--- Begin ---
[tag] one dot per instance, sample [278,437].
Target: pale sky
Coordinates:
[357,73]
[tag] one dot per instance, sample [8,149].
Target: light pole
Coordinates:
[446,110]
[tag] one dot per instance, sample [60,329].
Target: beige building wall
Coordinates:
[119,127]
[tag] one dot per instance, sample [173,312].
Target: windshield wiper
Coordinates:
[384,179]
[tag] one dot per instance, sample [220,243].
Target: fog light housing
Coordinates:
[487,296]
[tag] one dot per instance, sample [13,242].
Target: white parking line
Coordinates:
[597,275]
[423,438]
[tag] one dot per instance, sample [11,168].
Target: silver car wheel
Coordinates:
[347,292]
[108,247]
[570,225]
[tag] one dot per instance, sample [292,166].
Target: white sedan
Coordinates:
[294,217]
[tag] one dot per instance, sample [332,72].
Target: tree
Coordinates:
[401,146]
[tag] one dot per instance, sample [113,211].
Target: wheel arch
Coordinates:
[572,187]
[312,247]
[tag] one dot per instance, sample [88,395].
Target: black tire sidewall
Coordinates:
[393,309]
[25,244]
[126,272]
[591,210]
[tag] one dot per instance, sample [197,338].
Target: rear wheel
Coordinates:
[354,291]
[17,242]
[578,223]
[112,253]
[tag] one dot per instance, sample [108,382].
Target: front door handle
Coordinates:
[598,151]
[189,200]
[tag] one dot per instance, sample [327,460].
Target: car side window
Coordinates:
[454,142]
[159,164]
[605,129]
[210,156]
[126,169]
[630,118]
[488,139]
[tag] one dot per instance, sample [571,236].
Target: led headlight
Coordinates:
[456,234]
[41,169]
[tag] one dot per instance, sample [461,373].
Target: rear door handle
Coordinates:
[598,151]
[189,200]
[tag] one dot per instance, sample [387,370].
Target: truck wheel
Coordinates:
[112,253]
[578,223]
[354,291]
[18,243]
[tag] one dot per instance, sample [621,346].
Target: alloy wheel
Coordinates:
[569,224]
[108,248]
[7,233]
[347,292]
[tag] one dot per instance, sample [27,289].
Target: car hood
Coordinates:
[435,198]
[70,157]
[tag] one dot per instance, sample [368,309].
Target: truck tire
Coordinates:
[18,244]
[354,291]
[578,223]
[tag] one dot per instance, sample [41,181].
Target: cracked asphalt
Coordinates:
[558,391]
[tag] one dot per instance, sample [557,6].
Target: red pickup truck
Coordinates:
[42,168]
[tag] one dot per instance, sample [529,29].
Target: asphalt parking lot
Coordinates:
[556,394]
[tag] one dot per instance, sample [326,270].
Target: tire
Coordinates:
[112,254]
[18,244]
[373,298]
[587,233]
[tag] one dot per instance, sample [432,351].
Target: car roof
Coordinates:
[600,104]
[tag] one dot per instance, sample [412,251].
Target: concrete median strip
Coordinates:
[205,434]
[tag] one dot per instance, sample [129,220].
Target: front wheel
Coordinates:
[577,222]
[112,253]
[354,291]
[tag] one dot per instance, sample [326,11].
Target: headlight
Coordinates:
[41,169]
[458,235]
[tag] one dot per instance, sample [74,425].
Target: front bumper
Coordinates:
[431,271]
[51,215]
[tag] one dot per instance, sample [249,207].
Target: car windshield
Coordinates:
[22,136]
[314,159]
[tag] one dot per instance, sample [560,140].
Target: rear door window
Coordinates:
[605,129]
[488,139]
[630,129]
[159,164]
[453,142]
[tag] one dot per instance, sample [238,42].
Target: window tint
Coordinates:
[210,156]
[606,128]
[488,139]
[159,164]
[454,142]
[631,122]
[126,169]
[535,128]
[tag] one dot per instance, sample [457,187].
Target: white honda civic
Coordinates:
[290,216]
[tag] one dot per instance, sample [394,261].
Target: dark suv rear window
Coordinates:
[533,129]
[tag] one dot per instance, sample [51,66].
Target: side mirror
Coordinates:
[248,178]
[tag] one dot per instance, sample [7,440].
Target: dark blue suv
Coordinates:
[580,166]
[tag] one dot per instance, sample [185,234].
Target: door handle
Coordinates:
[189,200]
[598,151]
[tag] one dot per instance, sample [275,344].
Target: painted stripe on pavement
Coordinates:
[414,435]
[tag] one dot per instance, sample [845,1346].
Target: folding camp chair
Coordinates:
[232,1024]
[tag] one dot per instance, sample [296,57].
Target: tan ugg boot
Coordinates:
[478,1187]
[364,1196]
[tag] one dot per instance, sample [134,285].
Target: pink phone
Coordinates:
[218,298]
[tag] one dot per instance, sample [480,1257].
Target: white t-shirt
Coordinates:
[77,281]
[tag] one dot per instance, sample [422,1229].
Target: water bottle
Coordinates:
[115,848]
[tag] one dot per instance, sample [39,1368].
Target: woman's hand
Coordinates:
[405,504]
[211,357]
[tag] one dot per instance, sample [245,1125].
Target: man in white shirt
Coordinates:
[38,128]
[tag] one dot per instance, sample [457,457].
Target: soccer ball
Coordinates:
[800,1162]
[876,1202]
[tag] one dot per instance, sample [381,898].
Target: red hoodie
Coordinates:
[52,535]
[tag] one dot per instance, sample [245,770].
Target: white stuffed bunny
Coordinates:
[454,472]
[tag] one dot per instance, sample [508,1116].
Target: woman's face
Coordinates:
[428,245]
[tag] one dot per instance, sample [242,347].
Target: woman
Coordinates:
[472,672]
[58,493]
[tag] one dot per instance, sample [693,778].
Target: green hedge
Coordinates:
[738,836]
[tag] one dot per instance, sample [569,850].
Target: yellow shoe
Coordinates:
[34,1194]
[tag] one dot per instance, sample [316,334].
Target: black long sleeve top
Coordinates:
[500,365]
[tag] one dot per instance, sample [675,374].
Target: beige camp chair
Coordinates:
--- End ---
DIRECTIONS:
Could you reproduce every one of the items above line for line, without changing anything?

EXERCISE RESULT:
[tag] one dot per instance, sample [278,437].
Target: pale sky
Coordinates:
[357,73]
[tag] one dot per instance, sample [8,149].
Target: light pole
Coordinates:
[446,110]
[tag] one dot per instance, sample [60,329].
Target: beige building wall
Coordinates:
[119,127]
[tag] one dot per instance, sample [173,312].
Target: windshield wiper
Coordinates:
[384,179]
[tag] one dot per instance, sample [220,243].
Target: fog light housing
Coordinates:
[487,296]
[tag] one dot per instance, sample [13,242].
Target: white parking line
Coordinates:
[597,275]
[423,438]
[tag] one dot per instance, sample [11,168].
Target: silver car wheel
Coordinates:
[347,292]
[108,247]
[570,225]
[tag] one dot per instance, sample [292,166].
Target: white sedan
Coordinates:
[294,217]
[tag] one dot per instance, sample [332,72].
Target: tree
Coordinates:
[401,146]
[tag] one dot per instance, sample [113,211].
Target: wheel arch
Coordinates:
[572,187]
[312,247]
[tag] one dot per instance, sample [88,395].
Target: black tire sidewall
Coordinates:
[393,309]
[25,244]
[126,272]
[591,210]
[tag] one dot per instance, sample [197,338].
Target: rear wheel
Coordinates:
[354,291]
[17,242]
[578,223]
[112,253]
[tag] one dot per instance, sample [108,382].
Target: front door handle
Coordinates:
[598,151]
[189,200]
[tag] one dot per instance, sample [327,460].
Target: car side window
Coordinates:
[454,142]
[159,164]
[605,129]
[210,156]
[126,169]
[630,118]
[488,139]
[tag] one dot per instance, sample [571,236].
Target: led headlight
Coordinates:
[456,234]
[41,169]
[tag] one dot per instance, sample [461,373].
Target: rear door handle
Coordinates:
[598,151]
[189,200]
[tag] one dot per instance, sample [387,370].
Target: truck wheel
Coordinates:
[112,253]
[578,223]
[354,291]
[18,243]
[tag] one dot per instance, sample [621,346].
Target: alloy wheel
Coordinates:
[569,224]
[108,248]
[7,233]
[347,292]
[tag] one dot per instance, sample [27,289].
Target: car hood
Coordinates:
[435,198]
[70,157]
[tag] one dot per instance, sample [368,309].
Target: truck tire
Coordinates:
[18,244]
[354,291]
[578,223]
[tag] one dot per instance, sample [41,181].
Target: cracked asphalt
Coordinates:
[558,391]
[tag] one dot per instance, sample [557,6].
Target: red pickup truck
Coordinates:
[42,168]
[tag] one dot per instance, sample [529,29].
Target: asphalt parking lot
Coordinates:
[556,394]
[tag] one dot per instance, sample [326,270].
Target: tire
Coordinates:
[112,254]
[18,244]
[373,298]
[587,233]
[tag] one dot per instance, sample [432,351].
Target: car roof
Coordinates:
[600,104]
[tag] one dot per instance, sample [412,251].
Target: concrete median strip
Coordinates:
[205,434]
[tag] one dot per instance, sample [129,220].
Target: front wheel
Coordinates:
[577,222]
[112,253]
[354,291]
[tag] one dot per instance, sample [326,11].
Target: headlight
Coordinates:
[41,169]
[458,235]
[tag] one dot per instance, sample [74,425].
Target: front bumper
Coordinates:
[431,271]
[51,215]
[tag] one dot per instance, sample [249,207].
Target: car windshield
Coordinates:
[22,136]
[314,159]
[tag] one dot per instance, sample [560,140].
Target: rear door window
Coordinates:
[605,129]
[488,139]
[630,129]
[159,164]
[453,142]
[tag] one dot per instance, sample [238,42].
Target: window tint
Coordinates:
[210,156]
[606,128]
[488,139]
[159,164]
[454,142]
[631,122]
[126,169]
[535,128]
[tag] one dot per instance, sample [457,187].
Target: white honda civic
Coordinates:
[290,216]
[tag] one dot per instance, sample [394,261].
Target: dark suv rear window
Coordinates:
[533,129]
[tag] one dot per instance, sample [51,66].
Target: side mirror
Coordinates:
[248,178]
[tag] one dot per instance, sample [7,440].
Target: dark blue suv
Coordinates:
[580,166]
[tag] one dot per instance, sample [185,234].
Target: door handle
Coordinates:
[189,200]
[598,151]
[tag] one dot per instance, sample [275,344].
Target: painted stripe on pavement
Coordinates:
[414,435]
[tag] one dot per instance, sample [845,1346].
Target: folding camp chair
Coordinates:
[232,1024]
[tag] one dot per instance, sample [296,57].
Target: tan ugg boot
Coordinates:
[478,1187]
[364,1196]
[tag] one dot per instance, sample [134,285].
Target: pink phone
Coordinates:
[218,298]
[tag] one dot per instance, sample [480,1257].
Target: white t-shirt
Coordinates:
[77,281]
[tag] one dot per instance, sample [422,1229].
Target: water bottle
Coordinates:
[115,848]
[tag] one dot per instance, sample [39,1368].
Target: woman's hand
Coordinates:
[405,504]
[211,357]
[tag] one dot per instance, sample [245,1125].
Target: man in white shirt
Coordinates:
[38,128]
[tag] one dot per instance, sample [457,457].
Target: soccer ball
Coordinates:
[800,1162]
[876,1202]
[tag] one dot per instance, sample [381,898].
Target: red hoodie
Coordinates:
[52,535]
[tag] one dot per instance, sample [245,770].
Target: white stuffed bunny
Coordinates:
[454,472]
[tag] one dot per instance, sample [508,1116].
Target: woman's face
Coordinates:
[428,245]
[tag] one dot per instance, sample [242,347].
Target: woman
Coordinates:
[472,672]
[58,493]
[tag] one dot per instance, sample [693,778].
Target: green hedge
Coordinates:
[738,836]
[tag] one dot per instance, sample [569,850].
Target: yellow shoe
Coordinates:
[34,1194]
[tag] one dot per instance, sample [316,334].
Target: black long sleeve top
Coordinates:
[500,365]
[tag] one dot per instance, sample [675,374].
Target: beige camp chair
Coordinates:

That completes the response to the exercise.